▶ _Activity_: Scan the following data for lines with "light" and state how many there are, as a number only.

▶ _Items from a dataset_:
=== Section Start ===

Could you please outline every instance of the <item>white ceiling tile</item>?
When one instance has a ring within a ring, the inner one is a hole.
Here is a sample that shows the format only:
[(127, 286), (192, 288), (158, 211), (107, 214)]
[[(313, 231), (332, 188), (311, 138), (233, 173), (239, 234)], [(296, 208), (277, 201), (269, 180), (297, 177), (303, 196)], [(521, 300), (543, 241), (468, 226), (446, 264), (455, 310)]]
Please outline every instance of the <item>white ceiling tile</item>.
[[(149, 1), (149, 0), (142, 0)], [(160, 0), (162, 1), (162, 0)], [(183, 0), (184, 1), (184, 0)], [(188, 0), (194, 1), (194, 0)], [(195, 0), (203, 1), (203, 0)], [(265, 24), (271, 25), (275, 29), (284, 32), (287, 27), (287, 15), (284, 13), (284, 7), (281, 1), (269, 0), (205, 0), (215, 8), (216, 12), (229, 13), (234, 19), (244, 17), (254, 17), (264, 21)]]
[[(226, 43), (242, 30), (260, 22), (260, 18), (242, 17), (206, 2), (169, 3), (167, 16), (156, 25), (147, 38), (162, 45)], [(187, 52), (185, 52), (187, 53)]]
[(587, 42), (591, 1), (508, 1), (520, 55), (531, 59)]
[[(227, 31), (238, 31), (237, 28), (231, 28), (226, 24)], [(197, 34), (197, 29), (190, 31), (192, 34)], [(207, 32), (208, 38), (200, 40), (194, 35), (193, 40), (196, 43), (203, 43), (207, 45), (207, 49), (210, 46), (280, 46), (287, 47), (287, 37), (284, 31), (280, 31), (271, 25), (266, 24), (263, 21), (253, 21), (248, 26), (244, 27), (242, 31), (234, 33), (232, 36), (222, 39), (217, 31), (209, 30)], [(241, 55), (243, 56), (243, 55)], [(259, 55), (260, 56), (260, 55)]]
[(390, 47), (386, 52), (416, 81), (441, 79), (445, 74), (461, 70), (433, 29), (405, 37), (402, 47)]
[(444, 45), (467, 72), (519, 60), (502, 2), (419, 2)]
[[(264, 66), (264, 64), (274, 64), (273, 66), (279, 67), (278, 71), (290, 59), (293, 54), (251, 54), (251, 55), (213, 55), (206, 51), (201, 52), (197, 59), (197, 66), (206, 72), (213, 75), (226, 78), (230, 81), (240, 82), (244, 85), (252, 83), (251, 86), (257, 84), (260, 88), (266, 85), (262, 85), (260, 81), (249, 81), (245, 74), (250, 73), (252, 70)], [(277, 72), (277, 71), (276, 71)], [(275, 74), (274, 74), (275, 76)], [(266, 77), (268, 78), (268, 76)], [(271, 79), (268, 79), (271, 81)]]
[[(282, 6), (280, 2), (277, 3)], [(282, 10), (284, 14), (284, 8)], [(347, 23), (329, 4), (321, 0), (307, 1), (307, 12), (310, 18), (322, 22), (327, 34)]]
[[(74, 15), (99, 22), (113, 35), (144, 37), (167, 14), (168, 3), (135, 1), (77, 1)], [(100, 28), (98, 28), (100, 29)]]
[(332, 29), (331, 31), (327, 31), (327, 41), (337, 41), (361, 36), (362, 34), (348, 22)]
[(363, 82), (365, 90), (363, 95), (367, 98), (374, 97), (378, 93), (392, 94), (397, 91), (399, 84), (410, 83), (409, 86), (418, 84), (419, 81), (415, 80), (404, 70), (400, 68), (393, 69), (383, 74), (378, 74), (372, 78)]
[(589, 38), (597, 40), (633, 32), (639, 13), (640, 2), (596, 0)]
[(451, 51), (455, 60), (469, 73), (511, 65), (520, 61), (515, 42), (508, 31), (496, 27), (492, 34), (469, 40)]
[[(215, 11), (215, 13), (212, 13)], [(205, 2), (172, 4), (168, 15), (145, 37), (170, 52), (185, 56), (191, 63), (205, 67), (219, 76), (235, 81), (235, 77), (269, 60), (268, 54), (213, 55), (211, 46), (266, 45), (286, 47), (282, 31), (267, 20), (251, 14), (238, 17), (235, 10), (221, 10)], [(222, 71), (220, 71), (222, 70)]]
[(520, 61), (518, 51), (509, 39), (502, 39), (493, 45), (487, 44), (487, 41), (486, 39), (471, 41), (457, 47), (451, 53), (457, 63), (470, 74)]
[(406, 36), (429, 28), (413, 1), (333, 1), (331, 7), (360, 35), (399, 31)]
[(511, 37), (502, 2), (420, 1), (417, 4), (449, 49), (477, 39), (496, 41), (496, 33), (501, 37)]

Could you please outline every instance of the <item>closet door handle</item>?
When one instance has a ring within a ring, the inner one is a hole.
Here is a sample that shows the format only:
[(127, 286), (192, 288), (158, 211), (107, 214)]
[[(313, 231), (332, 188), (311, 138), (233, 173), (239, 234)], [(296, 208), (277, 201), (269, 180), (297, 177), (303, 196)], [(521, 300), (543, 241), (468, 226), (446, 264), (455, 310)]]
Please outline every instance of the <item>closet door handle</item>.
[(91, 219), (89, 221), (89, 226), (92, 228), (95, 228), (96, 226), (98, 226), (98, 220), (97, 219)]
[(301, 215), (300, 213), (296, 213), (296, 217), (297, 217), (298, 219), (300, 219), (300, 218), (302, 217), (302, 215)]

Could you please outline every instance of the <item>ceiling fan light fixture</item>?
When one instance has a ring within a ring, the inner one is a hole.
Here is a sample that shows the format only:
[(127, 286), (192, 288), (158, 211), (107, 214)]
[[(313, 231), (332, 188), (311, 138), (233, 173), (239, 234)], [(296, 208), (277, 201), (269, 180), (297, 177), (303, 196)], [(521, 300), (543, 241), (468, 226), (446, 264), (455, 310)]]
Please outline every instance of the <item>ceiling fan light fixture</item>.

=== Section End ===

▶ _Answer for this exercise_: 2